---------- Rows

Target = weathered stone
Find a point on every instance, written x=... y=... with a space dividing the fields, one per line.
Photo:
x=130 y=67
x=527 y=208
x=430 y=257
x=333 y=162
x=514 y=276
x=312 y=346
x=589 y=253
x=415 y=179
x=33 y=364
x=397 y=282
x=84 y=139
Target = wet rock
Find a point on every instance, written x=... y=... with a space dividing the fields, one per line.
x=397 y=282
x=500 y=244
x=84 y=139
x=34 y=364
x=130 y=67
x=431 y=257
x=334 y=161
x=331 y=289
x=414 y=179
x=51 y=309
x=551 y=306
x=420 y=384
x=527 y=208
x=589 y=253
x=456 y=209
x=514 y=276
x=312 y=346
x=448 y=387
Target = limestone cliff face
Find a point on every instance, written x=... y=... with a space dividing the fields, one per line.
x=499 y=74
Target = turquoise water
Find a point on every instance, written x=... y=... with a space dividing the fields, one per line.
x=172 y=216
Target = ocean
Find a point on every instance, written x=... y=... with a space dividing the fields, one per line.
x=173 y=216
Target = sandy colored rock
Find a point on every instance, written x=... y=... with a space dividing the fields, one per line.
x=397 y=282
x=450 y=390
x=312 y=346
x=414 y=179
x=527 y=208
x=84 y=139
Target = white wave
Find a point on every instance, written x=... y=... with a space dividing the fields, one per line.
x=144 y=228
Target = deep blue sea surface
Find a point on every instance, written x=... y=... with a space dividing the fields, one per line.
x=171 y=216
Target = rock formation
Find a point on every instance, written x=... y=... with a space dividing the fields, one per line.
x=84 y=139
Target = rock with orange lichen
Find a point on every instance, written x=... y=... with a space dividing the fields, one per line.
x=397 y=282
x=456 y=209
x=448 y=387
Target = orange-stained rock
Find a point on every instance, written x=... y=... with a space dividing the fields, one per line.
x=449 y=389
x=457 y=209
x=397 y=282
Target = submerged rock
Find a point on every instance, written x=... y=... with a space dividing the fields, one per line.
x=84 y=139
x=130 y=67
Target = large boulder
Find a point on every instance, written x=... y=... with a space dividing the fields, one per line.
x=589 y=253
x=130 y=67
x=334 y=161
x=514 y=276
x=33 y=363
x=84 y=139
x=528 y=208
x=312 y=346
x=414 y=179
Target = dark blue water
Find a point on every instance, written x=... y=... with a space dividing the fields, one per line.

--------------------

#### Short task
Please reproduce the records exactly as they appear, starting at the line that contains "Target = orange-stained rock" and ending at the end of the records.

#### Finished exercise
Target = orange-stained rock
Find a point on every instance, written x=... y=... with a space dividing the fields, one per line.
x=449 y=389
x=457 y=209
x=397 y=282
Target = submerged rock
Find a point on every instance, written x=... y=... with a space dividing the fields, one per line.
x=84 y=139
x=130 y=67
Target = large boulder
Find a point on every instance, written x=... y=... with a space dividing the fields, one per line.
x=589 y=253
x=130 y=67
x=334 y=161
x=514 y=276
x=33 y=363
x=84 y=139
x=528 y=208
x=312 y=346
x=414 y=179
Target = dark blue water
Find a point on every instance, written x=... y=... with a space dividing the fields, one per line.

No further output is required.